Instructions for the task = Extract every line of the records below that contains the string "rule", matching case exactly, and copy each such line in full.

[Items listed in a dataset]
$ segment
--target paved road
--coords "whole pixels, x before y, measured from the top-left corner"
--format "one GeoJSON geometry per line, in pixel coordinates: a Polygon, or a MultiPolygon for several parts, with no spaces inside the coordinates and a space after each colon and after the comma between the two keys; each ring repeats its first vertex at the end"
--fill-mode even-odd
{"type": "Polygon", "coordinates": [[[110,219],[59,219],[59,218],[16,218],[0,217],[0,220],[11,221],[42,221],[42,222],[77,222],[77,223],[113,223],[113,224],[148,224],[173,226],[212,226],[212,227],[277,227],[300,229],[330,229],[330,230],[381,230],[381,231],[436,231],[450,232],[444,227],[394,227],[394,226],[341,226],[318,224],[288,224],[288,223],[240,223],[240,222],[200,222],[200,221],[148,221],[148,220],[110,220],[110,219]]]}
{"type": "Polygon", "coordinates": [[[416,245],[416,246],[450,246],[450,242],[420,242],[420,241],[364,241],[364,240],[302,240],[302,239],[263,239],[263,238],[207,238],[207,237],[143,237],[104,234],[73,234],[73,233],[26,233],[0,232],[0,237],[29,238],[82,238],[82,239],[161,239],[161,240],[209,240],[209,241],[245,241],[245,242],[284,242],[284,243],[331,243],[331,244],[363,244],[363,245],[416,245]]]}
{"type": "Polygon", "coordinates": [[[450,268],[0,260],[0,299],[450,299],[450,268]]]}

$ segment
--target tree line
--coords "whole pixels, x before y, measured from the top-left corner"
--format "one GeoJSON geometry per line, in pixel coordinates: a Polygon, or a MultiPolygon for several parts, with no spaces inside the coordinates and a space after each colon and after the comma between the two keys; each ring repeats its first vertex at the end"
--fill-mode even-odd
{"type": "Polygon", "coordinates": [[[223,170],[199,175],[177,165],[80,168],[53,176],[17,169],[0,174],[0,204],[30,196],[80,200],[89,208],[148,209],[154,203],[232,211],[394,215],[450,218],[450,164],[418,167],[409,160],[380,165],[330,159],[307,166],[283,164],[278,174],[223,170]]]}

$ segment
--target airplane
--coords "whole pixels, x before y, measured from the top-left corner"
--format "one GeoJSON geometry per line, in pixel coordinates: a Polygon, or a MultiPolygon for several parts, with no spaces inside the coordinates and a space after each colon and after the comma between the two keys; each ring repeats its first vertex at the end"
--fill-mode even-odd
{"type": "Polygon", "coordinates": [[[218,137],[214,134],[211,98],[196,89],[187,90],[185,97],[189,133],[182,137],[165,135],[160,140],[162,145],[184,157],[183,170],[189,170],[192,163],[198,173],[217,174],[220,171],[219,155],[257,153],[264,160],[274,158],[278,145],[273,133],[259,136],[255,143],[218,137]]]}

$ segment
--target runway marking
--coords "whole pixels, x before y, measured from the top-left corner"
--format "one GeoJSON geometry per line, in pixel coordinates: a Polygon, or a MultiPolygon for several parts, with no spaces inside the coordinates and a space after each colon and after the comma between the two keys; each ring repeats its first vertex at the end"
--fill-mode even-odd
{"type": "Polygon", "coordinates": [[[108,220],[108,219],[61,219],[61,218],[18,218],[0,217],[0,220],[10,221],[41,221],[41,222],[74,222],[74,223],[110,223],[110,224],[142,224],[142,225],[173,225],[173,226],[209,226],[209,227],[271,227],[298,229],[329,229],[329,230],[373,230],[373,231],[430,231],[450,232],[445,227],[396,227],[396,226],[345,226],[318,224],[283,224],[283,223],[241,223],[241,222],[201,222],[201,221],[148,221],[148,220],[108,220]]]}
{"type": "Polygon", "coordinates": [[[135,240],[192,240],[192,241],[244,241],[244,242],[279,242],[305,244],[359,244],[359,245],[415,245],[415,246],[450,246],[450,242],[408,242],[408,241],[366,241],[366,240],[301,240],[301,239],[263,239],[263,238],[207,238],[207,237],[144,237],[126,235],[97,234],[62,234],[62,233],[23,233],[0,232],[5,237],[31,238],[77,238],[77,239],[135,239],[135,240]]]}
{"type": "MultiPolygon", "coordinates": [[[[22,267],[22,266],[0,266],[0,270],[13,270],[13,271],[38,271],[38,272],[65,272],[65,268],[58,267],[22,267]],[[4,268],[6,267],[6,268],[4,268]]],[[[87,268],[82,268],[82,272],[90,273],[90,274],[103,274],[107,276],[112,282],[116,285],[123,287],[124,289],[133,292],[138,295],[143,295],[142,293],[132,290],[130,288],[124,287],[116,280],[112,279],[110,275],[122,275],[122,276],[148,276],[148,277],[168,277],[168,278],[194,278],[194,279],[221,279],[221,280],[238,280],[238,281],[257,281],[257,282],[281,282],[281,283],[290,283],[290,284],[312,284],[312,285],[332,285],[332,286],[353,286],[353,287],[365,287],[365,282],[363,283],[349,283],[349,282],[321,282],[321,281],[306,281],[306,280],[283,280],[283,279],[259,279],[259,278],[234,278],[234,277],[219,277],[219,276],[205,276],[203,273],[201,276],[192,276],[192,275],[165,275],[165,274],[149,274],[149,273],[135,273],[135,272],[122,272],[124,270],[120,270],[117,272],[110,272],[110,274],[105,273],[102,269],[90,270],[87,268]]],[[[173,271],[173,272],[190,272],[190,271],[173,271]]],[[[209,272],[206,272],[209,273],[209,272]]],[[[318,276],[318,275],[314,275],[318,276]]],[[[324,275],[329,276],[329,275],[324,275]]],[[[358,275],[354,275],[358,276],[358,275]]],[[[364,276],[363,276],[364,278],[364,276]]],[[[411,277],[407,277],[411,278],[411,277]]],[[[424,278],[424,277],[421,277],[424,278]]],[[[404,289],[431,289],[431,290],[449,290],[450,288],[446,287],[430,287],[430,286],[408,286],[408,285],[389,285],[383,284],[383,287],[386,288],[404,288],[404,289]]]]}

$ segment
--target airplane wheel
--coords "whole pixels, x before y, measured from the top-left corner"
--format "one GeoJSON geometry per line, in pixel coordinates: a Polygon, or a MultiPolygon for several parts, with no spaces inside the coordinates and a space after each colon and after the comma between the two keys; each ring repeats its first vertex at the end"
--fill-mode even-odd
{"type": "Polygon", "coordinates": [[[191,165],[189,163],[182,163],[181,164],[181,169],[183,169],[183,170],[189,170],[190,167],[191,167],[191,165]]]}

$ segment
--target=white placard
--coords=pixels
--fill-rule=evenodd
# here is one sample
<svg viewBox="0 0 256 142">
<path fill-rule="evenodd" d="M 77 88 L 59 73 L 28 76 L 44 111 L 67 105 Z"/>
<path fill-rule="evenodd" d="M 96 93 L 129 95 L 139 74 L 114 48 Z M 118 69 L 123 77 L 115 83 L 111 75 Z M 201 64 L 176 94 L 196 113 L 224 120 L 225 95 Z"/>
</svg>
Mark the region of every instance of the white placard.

Answer below =
--fill-rule=evenodd
<path fill-rule="evenodd" d="M 77 88 L 59 73 L 28 76 L 44 111 L 67 105 Z"/>
<path fill-rule="evenodd" d="M 96 93 L 129 95 L 139 74 L 114 48 Z M 118 69 L 123 77 L 115 83 L 111 75 Z M 201 64 L 176 94 L 196 113 L 224 120 L 225 95 Z"/>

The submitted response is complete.